:: Task goal ::
Beginning with the line that contains "For each instance of the groom in", extract each line through the end of the listing below, with no additions or omissions.
>> Begin Exercise material
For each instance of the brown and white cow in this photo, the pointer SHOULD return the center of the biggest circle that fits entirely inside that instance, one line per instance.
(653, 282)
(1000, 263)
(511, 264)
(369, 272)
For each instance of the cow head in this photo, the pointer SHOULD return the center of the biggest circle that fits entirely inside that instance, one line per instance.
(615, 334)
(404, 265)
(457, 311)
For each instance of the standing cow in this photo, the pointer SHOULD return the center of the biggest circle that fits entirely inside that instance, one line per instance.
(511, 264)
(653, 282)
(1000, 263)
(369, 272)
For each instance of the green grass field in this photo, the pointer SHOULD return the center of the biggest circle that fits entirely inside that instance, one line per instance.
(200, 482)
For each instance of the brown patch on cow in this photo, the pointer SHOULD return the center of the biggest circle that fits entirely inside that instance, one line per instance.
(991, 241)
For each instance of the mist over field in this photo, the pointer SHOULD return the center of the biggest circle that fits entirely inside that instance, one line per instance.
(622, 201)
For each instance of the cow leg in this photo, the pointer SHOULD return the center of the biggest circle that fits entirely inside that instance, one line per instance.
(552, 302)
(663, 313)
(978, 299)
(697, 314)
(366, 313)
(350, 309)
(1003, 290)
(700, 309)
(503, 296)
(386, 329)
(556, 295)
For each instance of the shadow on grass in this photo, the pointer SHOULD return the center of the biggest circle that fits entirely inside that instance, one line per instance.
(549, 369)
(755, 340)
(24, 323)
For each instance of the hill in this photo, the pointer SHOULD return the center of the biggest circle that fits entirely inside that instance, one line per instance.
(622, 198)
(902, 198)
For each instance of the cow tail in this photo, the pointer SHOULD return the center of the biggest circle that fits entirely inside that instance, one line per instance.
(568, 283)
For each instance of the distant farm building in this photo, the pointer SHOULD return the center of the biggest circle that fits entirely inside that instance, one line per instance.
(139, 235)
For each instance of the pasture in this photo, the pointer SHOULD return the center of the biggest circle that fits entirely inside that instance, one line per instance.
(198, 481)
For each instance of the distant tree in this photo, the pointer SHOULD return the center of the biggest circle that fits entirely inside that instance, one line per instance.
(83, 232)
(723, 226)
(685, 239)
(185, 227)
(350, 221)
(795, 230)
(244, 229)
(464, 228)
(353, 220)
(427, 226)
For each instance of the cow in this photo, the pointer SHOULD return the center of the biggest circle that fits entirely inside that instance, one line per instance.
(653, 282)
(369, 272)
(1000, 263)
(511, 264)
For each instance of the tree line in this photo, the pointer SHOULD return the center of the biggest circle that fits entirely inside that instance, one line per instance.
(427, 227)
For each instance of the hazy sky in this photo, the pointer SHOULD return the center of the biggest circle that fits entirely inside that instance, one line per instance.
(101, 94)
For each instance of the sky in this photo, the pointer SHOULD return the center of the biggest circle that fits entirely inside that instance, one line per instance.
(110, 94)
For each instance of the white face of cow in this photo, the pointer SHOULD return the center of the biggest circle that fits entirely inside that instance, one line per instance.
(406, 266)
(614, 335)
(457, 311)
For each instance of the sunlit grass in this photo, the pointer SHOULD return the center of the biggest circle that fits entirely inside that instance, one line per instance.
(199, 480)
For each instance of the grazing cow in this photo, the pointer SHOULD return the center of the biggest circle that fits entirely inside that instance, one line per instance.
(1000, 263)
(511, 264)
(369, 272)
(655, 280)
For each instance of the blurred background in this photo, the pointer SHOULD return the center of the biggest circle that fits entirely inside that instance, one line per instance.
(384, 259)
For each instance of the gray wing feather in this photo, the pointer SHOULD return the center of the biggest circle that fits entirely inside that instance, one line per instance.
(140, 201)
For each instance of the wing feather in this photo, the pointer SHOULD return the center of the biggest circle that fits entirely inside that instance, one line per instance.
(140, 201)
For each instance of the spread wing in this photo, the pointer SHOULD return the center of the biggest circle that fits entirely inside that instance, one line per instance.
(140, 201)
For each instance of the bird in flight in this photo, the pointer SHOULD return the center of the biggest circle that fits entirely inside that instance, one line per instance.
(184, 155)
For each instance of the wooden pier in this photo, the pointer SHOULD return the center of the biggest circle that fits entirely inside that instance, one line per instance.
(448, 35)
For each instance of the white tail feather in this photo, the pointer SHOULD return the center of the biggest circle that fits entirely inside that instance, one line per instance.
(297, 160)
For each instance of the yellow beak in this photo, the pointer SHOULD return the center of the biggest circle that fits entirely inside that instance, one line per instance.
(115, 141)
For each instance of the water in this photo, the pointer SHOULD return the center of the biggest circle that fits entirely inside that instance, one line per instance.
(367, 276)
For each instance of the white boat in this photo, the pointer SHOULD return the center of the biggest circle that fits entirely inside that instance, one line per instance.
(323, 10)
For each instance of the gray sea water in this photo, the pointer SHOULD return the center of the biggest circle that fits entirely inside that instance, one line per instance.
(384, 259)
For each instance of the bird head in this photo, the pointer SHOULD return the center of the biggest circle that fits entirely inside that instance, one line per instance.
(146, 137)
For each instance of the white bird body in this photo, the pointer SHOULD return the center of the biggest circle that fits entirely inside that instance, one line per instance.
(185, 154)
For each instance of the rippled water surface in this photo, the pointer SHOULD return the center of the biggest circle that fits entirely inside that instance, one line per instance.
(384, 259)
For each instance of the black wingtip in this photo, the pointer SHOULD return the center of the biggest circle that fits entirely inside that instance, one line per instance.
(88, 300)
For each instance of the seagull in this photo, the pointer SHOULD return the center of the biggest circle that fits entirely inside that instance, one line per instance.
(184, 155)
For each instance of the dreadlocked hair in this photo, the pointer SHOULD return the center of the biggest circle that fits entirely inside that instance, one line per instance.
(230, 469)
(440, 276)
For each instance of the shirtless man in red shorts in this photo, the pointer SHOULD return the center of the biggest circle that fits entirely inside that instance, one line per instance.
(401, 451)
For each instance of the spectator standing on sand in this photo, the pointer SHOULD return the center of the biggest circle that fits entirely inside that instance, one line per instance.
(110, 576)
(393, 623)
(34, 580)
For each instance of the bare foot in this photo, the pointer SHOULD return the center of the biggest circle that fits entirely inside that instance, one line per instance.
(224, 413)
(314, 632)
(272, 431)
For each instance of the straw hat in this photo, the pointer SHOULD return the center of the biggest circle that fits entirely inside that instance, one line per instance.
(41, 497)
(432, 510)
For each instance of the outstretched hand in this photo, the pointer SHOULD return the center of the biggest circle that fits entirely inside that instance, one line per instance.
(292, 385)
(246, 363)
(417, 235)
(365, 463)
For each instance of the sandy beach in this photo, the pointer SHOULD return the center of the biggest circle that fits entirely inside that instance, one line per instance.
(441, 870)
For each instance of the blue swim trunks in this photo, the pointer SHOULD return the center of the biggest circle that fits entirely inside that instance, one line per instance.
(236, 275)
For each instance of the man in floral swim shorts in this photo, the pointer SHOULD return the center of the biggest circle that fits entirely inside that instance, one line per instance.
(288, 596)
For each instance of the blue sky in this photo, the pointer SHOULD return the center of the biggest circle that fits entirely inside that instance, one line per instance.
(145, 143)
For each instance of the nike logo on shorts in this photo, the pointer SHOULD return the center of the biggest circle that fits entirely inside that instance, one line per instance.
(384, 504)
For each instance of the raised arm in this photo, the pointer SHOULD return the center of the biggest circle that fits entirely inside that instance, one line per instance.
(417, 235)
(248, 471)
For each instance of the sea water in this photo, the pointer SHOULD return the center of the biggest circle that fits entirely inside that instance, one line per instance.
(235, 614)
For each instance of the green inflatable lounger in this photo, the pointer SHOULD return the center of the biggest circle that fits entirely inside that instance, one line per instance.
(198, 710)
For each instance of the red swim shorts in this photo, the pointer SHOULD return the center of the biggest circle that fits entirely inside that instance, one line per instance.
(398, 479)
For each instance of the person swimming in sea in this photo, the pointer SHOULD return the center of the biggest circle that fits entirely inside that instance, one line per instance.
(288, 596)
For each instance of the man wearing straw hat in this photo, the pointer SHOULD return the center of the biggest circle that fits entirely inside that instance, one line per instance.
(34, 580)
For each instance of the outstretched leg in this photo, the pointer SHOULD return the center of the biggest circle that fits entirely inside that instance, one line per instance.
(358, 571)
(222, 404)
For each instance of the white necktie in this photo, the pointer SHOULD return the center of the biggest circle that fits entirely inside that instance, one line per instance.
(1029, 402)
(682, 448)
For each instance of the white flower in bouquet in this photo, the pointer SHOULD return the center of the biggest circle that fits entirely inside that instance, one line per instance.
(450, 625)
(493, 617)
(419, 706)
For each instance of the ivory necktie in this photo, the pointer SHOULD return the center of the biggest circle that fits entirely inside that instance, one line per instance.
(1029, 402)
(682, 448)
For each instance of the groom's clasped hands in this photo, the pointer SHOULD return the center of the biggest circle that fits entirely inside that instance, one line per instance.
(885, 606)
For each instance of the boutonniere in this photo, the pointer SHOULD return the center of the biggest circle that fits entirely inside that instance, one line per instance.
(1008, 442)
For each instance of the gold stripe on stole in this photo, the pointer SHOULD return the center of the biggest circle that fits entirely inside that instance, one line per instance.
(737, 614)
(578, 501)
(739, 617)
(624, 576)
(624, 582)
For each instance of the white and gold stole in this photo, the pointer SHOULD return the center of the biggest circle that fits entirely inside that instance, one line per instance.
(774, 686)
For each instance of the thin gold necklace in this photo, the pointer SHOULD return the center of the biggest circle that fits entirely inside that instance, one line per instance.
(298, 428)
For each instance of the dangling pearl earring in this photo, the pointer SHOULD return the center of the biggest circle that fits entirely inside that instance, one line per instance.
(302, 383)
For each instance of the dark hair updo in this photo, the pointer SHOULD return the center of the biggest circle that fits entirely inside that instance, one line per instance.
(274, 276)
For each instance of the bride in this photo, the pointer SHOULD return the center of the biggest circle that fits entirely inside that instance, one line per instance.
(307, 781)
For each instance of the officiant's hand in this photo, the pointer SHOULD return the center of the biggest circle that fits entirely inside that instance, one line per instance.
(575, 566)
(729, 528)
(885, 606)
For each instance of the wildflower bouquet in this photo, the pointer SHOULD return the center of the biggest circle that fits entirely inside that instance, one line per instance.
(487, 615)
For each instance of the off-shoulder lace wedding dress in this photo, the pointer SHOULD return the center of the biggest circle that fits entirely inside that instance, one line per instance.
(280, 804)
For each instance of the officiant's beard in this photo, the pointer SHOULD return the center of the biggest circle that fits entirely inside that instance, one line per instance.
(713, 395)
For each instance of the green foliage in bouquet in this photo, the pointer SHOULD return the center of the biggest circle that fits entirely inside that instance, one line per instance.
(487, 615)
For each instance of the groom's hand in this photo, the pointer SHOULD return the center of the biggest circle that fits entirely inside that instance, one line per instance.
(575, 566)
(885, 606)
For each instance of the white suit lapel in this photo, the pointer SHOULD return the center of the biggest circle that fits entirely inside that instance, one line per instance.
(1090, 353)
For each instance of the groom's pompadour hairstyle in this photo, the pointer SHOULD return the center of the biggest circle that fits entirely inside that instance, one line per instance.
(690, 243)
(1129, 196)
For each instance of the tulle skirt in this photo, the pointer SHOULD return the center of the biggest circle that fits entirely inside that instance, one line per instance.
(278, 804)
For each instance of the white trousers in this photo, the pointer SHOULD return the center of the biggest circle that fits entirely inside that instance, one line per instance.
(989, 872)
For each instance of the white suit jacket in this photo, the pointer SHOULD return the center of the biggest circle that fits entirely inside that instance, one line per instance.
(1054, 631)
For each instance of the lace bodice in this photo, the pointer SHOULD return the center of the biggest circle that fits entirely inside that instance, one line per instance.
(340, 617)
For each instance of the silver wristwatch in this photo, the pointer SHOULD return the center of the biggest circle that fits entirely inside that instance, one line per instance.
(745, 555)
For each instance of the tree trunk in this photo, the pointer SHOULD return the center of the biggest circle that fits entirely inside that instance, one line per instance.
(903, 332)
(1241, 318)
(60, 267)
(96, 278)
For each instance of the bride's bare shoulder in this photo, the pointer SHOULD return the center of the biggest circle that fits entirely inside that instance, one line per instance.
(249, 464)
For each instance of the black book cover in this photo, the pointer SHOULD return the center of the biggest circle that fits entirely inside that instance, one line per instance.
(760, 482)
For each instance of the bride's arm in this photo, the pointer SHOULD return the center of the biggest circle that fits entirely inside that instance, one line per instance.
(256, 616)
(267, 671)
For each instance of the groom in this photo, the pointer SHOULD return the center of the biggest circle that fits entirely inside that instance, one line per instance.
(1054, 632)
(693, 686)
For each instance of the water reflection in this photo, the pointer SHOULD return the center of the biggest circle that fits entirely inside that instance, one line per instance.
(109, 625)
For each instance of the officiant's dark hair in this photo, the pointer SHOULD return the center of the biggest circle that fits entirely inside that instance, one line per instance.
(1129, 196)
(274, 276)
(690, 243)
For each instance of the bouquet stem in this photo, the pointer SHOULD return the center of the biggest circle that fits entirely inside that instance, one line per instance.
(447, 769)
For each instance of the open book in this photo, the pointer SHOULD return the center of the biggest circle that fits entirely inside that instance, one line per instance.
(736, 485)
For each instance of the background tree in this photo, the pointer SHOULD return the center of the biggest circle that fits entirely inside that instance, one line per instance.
>> End Exercise material
:: Correct response ::
For each instance of the groom in this photo, the pointer SHOULD return the center of the biggest circle that fits entirely inside that instance, one line per instance.
(1054, 632)
(693, 686)
For each instance of the water reflection in this photo, the pointer SHOULD return the center of the biggest circle that fits entirely inside that instance, one line per instance.
(109, 625)
For each instance of the officiant's dark hair in this photo, the pointer SHOULD return the center of the biggest circle that fits entirely inside that instance, one line per instance.
(1129, 196)
(274, 276)
(690, 243)
For each instance of the bouquet stem in this photo, the pointer SHOULD return the center of the biggest circle that fits entirely inside that instance, one line per instance.
(447, 769)
For each instance of the open book in this photo, the pointer SHOULD return the center of the biggest circle that fits entirely inside that instance, one line per instance.
(736, 485)
For each instance of the background tree in this photo, the pointer SHOULD return the center of the biggest circle that fits entirely inside that instance, one line per instance.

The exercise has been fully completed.